■ MATERIAL SHOWN

================================

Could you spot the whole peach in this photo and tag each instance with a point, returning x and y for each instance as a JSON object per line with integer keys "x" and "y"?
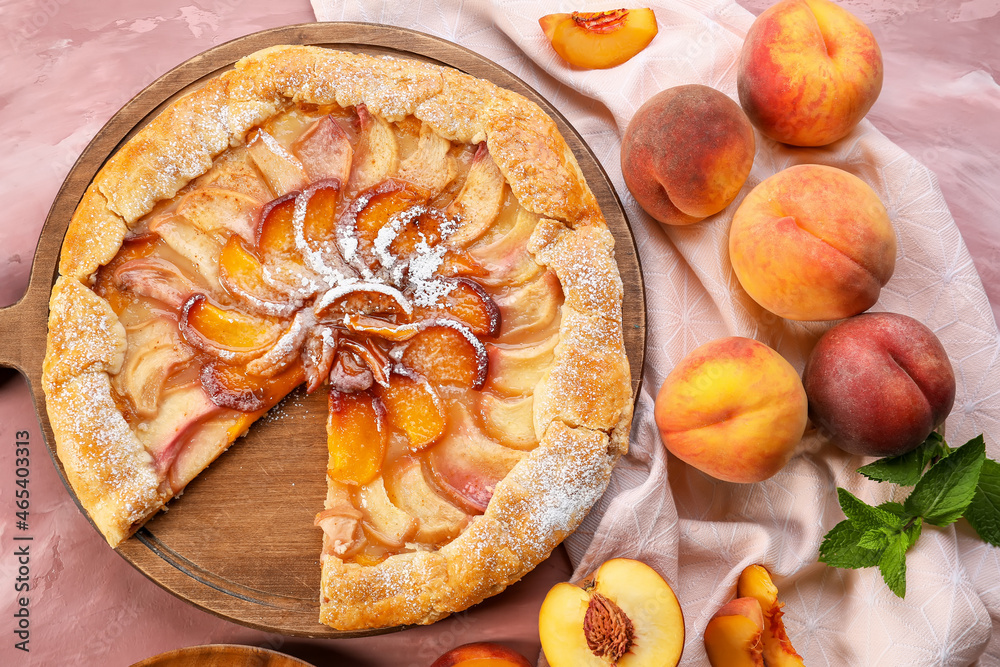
{"x": 879, "y": 383}
{"x": 734, "y": 409}
{"x": 686, "y": 153}
{"x": 808, "y": 73}
{"x": 812, "y": 243}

================================

■ TASK DETAILS
Change "peach" to "apple" in the material above, keeping every other word and line the same. Write out the result and leave the pictures out.

■ WRITTEN SOLUTION
Could you spot the whole apple in this photo and tag each instance with a point, returning x and y for each instance as a JSON object per line with integer keys "x" and "y"?
{"x": 879, "y": 383}
{"x": 734, "y": 409}
{"x": 686, "y": 153}
{"x": 808, "y": 73}
{"x": 812, "y": 243}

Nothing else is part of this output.